* **Exercise instructions**: Exactly as given, repeat all of the entries.

+++ Stored rows +++

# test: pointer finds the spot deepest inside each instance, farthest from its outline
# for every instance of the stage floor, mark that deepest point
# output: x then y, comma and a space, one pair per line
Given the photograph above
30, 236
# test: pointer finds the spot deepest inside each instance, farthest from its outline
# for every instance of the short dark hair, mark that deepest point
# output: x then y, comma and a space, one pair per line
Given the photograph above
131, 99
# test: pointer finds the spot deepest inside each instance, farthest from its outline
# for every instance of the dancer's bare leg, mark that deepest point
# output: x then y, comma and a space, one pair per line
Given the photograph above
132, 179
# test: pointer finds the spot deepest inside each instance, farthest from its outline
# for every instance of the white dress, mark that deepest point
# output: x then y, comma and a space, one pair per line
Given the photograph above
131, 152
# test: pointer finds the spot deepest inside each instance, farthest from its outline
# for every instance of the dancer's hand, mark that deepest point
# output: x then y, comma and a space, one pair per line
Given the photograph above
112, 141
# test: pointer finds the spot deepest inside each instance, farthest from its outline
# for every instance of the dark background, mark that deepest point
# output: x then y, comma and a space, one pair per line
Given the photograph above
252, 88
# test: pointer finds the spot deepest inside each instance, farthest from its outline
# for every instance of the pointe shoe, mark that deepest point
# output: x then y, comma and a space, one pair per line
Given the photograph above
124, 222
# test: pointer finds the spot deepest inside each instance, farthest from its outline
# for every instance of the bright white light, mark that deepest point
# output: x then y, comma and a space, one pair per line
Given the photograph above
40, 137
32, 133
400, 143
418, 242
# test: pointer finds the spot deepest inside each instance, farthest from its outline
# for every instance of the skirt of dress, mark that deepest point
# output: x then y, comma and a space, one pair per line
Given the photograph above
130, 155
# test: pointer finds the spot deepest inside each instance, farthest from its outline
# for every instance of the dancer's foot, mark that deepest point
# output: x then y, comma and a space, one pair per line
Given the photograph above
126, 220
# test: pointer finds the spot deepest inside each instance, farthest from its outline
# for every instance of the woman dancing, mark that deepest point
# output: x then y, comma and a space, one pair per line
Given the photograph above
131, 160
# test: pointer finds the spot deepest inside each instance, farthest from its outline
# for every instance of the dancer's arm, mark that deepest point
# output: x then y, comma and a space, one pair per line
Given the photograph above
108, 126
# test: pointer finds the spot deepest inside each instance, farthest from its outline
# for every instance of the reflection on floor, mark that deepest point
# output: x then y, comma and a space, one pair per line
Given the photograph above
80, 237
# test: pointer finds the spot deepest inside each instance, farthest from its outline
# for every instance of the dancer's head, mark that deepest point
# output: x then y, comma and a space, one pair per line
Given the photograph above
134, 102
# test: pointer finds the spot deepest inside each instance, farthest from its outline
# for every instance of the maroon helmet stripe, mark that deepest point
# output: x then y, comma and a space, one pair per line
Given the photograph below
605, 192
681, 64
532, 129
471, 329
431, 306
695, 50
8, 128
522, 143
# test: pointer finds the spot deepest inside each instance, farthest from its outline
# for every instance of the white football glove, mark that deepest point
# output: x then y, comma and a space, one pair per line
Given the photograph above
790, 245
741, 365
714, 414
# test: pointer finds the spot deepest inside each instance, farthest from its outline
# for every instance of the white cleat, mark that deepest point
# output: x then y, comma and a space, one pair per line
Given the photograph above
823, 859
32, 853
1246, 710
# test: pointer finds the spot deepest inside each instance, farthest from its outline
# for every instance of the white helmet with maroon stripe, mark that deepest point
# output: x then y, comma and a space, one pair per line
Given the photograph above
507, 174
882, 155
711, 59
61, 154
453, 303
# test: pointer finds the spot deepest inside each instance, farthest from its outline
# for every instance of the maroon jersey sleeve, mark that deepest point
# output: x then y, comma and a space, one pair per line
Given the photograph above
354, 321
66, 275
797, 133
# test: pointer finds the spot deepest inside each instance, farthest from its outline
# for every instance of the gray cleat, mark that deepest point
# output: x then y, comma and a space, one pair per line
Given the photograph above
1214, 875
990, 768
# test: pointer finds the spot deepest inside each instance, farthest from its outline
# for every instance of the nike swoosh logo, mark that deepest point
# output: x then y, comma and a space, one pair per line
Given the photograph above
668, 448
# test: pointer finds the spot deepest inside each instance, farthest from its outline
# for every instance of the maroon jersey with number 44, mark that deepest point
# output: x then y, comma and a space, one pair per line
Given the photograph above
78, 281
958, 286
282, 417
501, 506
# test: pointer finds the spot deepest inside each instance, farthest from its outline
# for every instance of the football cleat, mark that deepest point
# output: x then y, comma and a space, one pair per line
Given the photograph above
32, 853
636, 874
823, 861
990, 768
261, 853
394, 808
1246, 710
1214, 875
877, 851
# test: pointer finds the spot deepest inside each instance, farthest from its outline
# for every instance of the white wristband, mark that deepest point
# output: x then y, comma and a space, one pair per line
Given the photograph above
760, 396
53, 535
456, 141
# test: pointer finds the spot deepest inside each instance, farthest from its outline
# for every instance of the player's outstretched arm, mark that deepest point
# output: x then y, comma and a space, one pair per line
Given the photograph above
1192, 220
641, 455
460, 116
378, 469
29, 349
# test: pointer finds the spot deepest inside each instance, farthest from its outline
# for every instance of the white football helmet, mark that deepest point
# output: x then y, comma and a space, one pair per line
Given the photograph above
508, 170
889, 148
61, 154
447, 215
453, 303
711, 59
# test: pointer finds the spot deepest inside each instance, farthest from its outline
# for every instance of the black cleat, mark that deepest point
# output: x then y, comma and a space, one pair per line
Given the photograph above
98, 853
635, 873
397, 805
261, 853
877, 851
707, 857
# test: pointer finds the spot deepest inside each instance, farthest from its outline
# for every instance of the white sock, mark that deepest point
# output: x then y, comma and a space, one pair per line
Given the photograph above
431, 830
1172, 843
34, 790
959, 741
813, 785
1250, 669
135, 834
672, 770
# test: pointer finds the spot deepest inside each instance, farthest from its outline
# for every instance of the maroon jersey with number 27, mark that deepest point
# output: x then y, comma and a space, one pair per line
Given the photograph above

+++

* **Problem solution**:
# test: pointer finds the spot deepest inside each instance, farthest from its outline
# for every instance of the stage floor, mark that deepest point
# output: x then y, comma and a space, one pair per line
Given the photograph above
30, 236
# test: pointer finds the spot deepest inside each instance, farthest from its outline
# for every instance of the short dark hair, mark that deepest point
# output: x then y, comma and a space, one pair per line
Given the photograph above
131, 99
# test: pointer finds the spot deepest inside each instance, farthest from its outline
# for every instance of the dancer's bare leg, mark that deepest point
# output: x then y, comma and a space, one pair per line
Given the photograph above
132, 179
# test: pointer finds the spot deepest inside each instance, farthest from its outline
# for every instance of the white dress, mark that deepest point
# output: x then y, comma and a space, one pair per line
Given the photograph above
131, 152
# test: pointer finds the spot deepest inside each instance, farthest from its outline
# for every instance of the dancer's hand, mark that deepest point
# output: x then y, comma and a space, one pair per line
Given the photograph above
112, 141
# test: pointer finds the spot deepest inside each instance, farthest from its outline
# for every instance of the dark background, mark that deepest point
# output: x then y, comma and a space, one pair per line
Given the photograph above
252, 88
# test: pointer finds the spot deepest inside each instance, farthest from its outline
# for every instance of the pointe shoe, mark that deepest point
# output: x then y, comma and a space, one pair per line
Given the photograph above
124, 222
# test: pointer finds the spot deepest inside each instance, farthest from its outline
# for every instance of the bright white light, mark that deepest point
# output: x then y, comma and a space, one pair per line
Given the photograph above
40, 137
32, 133
400, 143
418, 242
# test: pointer finds the spot deepest inside each instance, farthest from its outline
# for every instance of the skirt of dress, mark that deepest point
# output: x then y, comma and a space, one pair per line
Given the photograph above
130, 155
# test: pointer finds the spot deepest inside each instance, farthest from its outline
# for every instance of the dancer's foot, mark that deepest point
# output: x then y, comma and a space, one pair per line
Given the photograph above
126, 220
# test: pointer finds the spot deepest inside each instance, farthest from its outline
# for every instance of the woman dancing, mark that deepest point
# output: x then y, comma and a space, one pair per line
Given the photograph above
131, 160
# test: pointer finds the spot deepest inside each instance, farthest from its outline
# for every instance of the dancer's arm, mark that deepest point
# output: x then y, comma and a space, one pair per line
Given the photograph above
108, 126
# test: pointer finds the spot deepest inside each instance, farthest from its outline
# for every instance of the reflection on floor, mark that deepest point
# output: x then y, comma and a space, one pair per line
Given the photograph above
80, 237
# test: pointer finds the spot deepest inside each instance, farthest from its outline
# for every instance of the dancer's head, mark that deepest point
# output: x then y, comma and a space, one pair per line
Given the photograph above
134, 102
# test: pointer finds the spot deepest inside each instance, farthest from its outline
# for every instance of the maroon helmet stripe, mark that deepest point
# output: x then y, comma and a space, one pair per line
Given the photograph below
605, 192
681, 64
532, 129
471, 329
431, 306
695, 50
8, 128
522, 143
# test: pointer finds the spot deepest inside each instance, farthest from its outline
# for every instance of the white football glove, mark that deepest point
# output: x then y, comma and a space, one pair per line
Given the photograph above
790, 245
741, 365
714, 414
# test: pointer finds the spot deepest inside each instance, farthest from its outline
# for every instance of the white cleat, mark that deepest point
# output: x then y, comma and a space, one pair per line
Given the photograph above
823, 859
32, 853
1246, 710
# test: pointer finds the spot deepest inside each instance, farthest from its outline
# for every instance of the white helmet with maroon stripe, mark that deepest point
# output: x then y, comma and a space, one pair per line
Given the photograph above
507, 174
882, 155
711, 59
61, 154
453, 303
# test: pointer finds the spot deepest inside each instance, farthest from its outline
# for every instance of the maroon jersey sleeve, mark that deepest point
# output: x then y, comma and a space, one pair per line
Given the photograph above
354, 321
66, 275
797, 133
# test: pointer finds the spot deepest inside each instance, farthest from its outline
# for every instance of the gray cleat, mark that deepest point
# output: x then y, comma and a space, one pair per line
Given the photograph above
1214, 875
990, 768
# test: pointer finds the spot deepest inside each instance, farthest from its outline
# for every instance of the nike swoosh logo, mark that deepest point
# output: x then y, comma and a space, one pair per line
Given the photograph above
668, 448
# test: pointer finds the spot deepest inside each instance, farthest from its outline
# for every instance of the maroon jersey with number 44, mark that deepest point
# output: x then y, comma and a space, one pair per line
Given the photograph above
78, 281
958, 286
282, 417
501, 506
# test: pointer finds the spot deepest inside each instance, farthest from its outline
# for every instance of the football cleat, mark that deepest point
# output: x then y, comma and a space, one pair per line
Given the photograph above
32, 853
636, 874
823, 861
990, 768
261, 853
394, 808
1246, 710
1214, 875
877, 851
# test: pointer finds the spot deepest inside each instance, farthest from its outline
# for every instance of the white wristband, mark that deepest point
# output: x then y, comma and a space, one pair per line
Given the photograph above
760, 396
53, 535
456, 141
# test: pointer finds the spot deepest inside each instance, farthest from its outline
# for every instance of the player's outstretched arm, mark that deepest point
# output: x then y, comma and a space, one pair per line
Given the photograph above
1192, 220
641, 455
460, 116
378, 469
29, 349
# test: pointer finds the spot deepest inside each instance, farthest from its outline
# for every instance of the white football helmet, mark that deepest point
# output: x then y, comma and a space, one pair per line
Given the photograph above
508, 170
889, 148
61, 154
447, 215
453, 303
711, 59
# test: pointer finds the spot deepest inside each instance, farthest from its outline
# for every instance of the black cleat, mark that deepest point
# output: x then y, comma and a space, one pair per line
Given the photograph above
98, 853
635, 873
397, 805
261, 853
877, 851
707, 857
# test: pointer finds the spot deepest inside each instance, farthest from its outline
# for every instance of the white sock, mark that deepest point
# output: x then y, comma and a space, one pair per line
Given the photograph above
431, 830
1172, 843
34, 790
959, 741
813, 785
1250, 669
135, 834
672, 770
# test: pointer finds the spot deepest inside each instance, farthest from its outline
# for every instance of the maroon jersey with number 27, mark that deepest point
# output: x then y, comma and a space, one pair per line
Given the photograph above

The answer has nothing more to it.